PROVIDED RECORDS>
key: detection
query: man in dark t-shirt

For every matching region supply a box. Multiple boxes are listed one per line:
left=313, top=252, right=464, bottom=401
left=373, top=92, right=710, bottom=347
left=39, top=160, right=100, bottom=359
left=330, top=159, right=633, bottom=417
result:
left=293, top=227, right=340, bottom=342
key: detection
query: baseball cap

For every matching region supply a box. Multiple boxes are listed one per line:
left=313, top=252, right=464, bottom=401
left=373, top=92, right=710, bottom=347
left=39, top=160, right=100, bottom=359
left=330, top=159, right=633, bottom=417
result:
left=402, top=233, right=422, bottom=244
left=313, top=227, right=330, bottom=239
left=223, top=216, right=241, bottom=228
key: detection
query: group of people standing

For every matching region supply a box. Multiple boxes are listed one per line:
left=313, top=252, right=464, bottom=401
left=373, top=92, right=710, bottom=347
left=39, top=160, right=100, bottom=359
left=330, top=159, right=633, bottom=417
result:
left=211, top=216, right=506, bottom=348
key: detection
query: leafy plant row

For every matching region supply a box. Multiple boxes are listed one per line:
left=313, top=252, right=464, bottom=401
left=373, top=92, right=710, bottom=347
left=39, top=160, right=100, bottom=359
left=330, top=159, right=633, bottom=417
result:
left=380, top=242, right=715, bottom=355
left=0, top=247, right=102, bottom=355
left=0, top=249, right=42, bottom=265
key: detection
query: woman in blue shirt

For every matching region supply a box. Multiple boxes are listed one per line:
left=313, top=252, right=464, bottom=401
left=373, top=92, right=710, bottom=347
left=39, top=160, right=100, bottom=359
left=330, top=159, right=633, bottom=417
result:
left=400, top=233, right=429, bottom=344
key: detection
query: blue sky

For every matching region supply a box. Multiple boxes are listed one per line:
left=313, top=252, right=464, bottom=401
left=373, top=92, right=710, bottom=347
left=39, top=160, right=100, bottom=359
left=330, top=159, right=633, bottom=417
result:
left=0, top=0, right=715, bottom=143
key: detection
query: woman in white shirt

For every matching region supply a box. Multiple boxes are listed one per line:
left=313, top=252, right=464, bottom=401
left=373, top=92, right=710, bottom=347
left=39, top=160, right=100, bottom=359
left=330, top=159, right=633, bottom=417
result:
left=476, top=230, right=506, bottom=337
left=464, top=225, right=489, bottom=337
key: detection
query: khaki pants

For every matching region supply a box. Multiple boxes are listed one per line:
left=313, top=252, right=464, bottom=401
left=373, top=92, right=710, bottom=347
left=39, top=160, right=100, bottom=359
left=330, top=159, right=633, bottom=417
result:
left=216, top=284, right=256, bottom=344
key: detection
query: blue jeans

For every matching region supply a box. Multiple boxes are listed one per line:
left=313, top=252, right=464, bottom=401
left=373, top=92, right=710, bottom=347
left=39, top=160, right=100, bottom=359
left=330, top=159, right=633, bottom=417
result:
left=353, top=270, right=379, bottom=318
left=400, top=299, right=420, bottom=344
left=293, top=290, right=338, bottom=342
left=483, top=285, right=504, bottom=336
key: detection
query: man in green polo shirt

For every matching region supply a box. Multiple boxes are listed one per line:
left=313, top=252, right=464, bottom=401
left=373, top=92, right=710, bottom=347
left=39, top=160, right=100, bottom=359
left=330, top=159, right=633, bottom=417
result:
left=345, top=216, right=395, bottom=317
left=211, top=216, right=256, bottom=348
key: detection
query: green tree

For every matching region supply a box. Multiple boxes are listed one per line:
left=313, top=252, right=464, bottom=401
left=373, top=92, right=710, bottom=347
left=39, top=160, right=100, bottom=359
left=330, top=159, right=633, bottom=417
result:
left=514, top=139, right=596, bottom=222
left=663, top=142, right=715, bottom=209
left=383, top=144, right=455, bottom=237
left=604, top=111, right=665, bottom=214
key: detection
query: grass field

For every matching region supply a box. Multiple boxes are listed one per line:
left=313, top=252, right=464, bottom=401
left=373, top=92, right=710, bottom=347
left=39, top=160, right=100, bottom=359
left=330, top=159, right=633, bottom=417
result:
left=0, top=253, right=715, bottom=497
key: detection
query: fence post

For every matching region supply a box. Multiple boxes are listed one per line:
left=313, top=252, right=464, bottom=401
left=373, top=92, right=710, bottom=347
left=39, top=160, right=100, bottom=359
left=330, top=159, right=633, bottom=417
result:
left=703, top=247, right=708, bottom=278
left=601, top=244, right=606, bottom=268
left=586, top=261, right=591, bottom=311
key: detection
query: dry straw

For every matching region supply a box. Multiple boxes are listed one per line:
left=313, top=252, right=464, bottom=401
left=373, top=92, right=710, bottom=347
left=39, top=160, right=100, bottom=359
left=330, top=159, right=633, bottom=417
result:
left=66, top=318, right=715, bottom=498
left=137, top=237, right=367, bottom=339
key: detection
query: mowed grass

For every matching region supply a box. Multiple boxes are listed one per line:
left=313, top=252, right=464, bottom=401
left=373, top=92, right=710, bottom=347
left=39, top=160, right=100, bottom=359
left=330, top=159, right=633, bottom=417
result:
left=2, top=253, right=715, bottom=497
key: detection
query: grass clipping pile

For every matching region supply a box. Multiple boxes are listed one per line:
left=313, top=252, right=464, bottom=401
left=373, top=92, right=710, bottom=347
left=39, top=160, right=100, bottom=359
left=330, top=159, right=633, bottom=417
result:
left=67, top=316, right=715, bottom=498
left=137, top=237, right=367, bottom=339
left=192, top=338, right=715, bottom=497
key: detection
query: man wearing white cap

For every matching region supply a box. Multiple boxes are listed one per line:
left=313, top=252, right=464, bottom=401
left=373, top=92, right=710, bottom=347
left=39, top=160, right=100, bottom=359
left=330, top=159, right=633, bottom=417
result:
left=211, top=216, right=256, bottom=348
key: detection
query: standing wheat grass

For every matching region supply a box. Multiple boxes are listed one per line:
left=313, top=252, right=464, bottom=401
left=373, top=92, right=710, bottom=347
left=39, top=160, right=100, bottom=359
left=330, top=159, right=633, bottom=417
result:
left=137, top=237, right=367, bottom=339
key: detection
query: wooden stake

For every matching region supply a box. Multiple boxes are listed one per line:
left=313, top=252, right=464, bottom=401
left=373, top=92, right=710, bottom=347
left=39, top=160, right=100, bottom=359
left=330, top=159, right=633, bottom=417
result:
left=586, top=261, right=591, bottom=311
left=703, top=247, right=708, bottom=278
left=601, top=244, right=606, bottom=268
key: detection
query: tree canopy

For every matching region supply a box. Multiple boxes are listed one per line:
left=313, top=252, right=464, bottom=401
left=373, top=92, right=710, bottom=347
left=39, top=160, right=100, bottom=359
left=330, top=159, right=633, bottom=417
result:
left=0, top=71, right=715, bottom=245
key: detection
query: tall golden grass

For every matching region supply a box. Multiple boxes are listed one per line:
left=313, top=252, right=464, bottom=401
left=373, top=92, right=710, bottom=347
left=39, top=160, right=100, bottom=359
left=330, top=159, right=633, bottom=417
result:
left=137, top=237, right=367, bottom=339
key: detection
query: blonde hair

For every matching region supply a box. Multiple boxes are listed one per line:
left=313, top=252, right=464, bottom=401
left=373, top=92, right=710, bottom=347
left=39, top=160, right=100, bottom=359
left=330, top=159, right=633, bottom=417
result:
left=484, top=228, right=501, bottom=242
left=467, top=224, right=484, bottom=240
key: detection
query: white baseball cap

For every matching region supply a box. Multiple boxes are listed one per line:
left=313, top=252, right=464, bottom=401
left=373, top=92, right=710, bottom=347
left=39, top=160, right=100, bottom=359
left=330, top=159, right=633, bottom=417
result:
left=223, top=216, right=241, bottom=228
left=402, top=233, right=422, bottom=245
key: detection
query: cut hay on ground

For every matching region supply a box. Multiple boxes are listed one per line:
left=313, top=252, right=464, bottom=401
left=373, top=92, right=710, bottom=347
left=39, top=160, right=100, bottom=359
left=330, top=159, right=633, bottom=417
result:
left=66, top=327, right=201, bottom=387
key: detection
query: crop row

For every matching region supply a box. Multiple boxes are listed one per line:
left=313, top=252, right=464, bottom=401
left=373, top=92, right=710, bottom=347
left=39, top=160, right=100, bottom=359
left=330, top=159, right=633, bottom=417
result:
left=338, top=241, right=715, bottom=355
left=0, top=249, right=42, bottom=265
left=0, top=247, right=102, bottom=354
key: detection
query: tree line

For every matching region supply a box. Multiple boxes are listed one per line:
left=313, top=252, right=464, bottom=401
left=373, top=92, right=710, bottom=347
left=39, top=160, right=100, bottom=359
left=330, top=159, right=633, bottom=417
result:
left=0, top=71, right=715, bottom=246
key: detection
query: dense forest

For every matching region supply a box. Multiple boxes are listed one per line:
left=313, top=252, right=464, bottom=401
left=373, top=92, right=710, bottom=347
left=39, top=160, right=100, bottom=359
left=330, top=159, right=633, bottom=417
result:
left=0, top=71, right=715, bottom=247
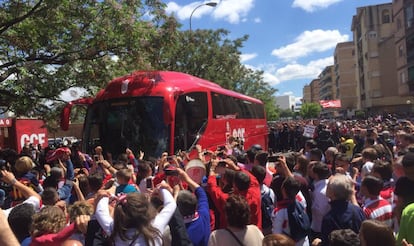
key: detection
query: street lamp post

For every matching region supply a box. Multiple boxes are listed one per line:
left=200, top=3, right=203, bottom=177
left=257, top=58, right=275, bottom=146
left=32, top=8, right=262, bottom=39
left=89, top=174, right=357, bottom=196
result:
left=190, top=2, right=217, bottom=32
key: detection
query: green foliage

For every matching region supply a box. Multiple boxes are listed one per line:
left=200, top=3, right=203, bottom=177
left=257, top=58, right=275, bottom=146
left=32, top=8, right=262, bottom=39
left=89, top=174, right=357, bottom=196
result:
left=300, top=103, right=322, bottom=119
left=154, top=29, right=277, bottom=120
left=0, top=0, right=277, bottom=123
left=279, top=109, right=295, bottom=118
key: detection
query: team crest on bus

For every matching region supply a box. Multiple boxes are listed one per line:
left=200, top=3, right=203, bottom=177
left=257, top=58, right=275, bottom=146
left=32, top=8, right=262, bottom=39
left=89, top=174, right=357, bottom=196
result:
left=121, top=79, right=129, bottom=94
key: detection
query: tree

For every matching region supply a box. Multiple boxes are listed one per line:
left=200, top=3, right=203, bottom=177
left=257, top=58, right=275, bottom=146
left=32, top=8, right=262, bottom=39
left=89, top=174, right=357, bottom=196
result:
left=154, top=29, right=277, bottom=120
left=279, top=109, right=295, bottom=118
left=0, top=0, right=177, bottom=115
left=300, top=103, right=322, bottom=119
left=0, top=0, right=276, bottom=122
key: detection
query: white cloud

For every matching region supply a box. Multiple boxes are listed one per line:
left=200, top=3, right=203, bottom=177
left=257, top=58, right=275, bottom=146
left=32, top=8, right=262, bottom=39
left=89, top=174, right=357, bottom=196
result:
left=254, top=56, right=334, bottom=86
left=275, top=57, right=334, bottom=82
left=166, top=0, right=254, bottom=24
left=240, top=53, right=257, bottom=63
left=272, top=29, right=349, bottom=61
left=292, top=0, right=343, bottom=12
left=166, top=2, right=218, bottom=20
left=213, top=0, right=254, bottom=24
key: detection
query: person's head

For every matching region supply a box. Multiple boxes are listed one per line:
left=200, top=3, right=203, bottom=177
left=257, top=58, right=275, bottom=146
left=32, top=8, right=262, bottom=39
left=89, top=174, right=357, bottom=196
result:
left=305, top=139, right=318, bottom=151
left=282, top=176, right=300, bottom=200
left=295, top=154, right=310, bottom=177
left=252, top=165, right=266, bottom=184
left=220, top=168, right=236, bottom=193
left=325, top=147, right=338, bottom=163
left=116, top=168, right=132, bottom=184
left=394, top=176, right=414, bottom=207
left=41, top=187, right=59, bottom=206
left=68, top=201, right=94, bottom=222
left=177, top=190, right=197, bottom=217
left=137, top=161, right=152, bottom=180
left=309, top=148, right=323, bottom=161
left=335, top=153, right=350, bottom=171
left=60, top=239, right=83, bottom=246
left=362, top=147, right=378, bottom=162
left=364, top=137, right=375, bottom=148
left=326, top=173, right=354, bottom=200
left=88, top=173, right=103, bottom=192
left=254, top=150, right=269, bottom=167
left=111, top=192, right=161, bottom=245
left=262, top=234, right=296, bottom=246
left=233, top=172, right=250, bottom=192
left=371, top=160, right=393, bottom=181
left=224, top=195, right=250, bottom=228
left=312, top=161, right=331, bottom=180
left=402, top=151, right=414, bottom=180
left=14, top=156, right=34, bottom=174
left=329, top=229, right=360, bottom=246
left=359, top=220, right=396, bottom=246
left=246, top=144, right=263, bottom=163
left=361, top=175, right=384, bottom=197
left=7, top=203, right=35, bottom=242
left=30, top=206, right=66, bottom=237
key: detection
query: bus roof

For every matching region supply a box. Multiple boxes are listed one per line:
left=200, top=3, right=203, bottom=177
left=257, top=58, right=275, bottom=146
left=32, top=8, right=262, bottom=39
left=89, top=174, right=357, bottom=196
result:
left=95, top=71, right=262, bottom=104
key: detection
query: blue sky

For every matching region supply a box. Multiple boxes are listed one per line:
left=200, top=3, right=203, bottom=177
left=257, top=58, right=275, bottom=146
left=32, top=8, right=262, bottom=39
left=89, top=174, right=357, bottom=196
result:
left=163, top=0, right=392, bottom=102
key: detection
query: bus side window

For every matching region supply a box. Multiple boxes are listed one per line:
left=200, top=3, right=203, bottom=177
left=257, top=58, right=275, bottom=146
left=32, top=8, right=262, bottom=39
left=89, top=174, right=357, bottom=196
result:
left=174, top=92, right=208, bottom=152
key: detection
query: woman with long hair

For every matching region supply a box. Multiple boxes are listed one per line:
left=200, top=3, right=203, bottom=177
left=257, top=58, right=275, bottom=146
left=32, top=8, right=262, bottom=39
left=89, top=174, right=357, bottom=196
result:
left=95, top=182, right=177, bottom=245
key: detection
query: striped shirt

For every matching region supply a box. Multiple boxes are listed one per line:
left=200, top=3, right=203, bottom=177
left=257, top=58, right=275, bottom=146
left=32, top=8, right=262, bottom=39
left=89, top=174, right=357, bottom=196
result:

EXERCISE TASK>
List every line of the rows above that contains the word "woman".

SOLUTION TO THIS EXERCISE>
query: woman in blue shirt
query: woman in white shirt
query: woman with long hair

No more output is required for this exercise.